_TEXTO EXTRAÍDO_:
La foto, me digo. Jorge, has de sacar la foto. Inmortalizar este momento, no vaya a ser que a los esculpidos en metal les dé por echar a galopar. Aunque con semejantes cabalgaduras (un caballo famélico y un burro panzón) satisfechos con trotar. El momento foto, tan actual, so cool, como si algo en nuestro interior nos susurrara cual hipnotizador aficionado: la foooto, Jorge, la foooto. Fotografía el chuletón que te vas a zampar, el tiramisú que les quedó tan bonito, el plato de macarrones con tomate que te has currado en casa, emulando tiempos de libros, apuntes y exámenes… ¡Aguarda! coloca la hojita de perejil, a lo Arguiñano.

_MUESTRA DE DATOS_:
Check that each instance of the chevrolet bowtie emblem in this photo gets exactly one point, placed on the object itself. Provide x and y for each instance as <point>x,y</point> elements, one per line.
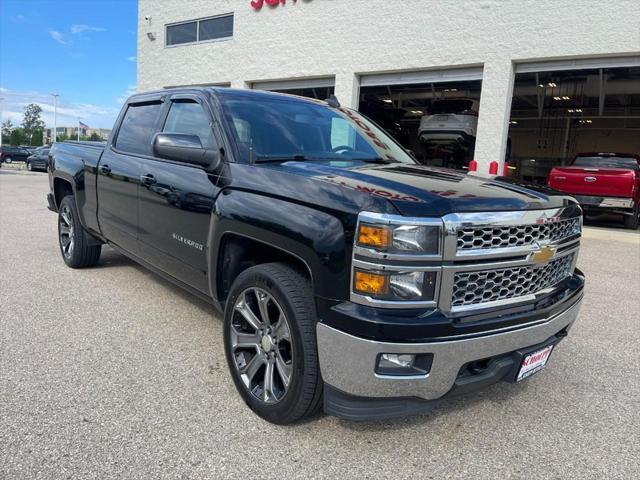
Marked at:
<point>543,255</point>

_TAREA ESCRITA_:
Vuelve a escribir el texto sobre la foto, todo lo que va desde "La foto, me" hasta "a lo Arguiñano.", y cambia "chuletón" por "filete". El material no tiene nada que ver con el texto.

_SOLUCIÓN_:
La foto, me digo. Jorge, has de sacar la foto. Inmortalizar este momento, no vaya a ser que a los esculpidos en metal les dé por echar a galopar. Aunque con semejantes cabalgaduras (un caballo famélico y un burro panzón) satisfechos con trotar. El momento foto, tan actual, so cool, como si algo en nuestro interior nos susurrara cual hipnotizador aficionado: la foooto, Jorge, la foooto. Fotografía el filete que te vas a zampar, el tiramisú que les quedó tan bonito, el plato de macarrones con tomate que te has currado en casa, emulando tiempos de libros, apuntes y exámenes… ¡Aguarda! coloca la hojita de perejil, a lo Arguiñano.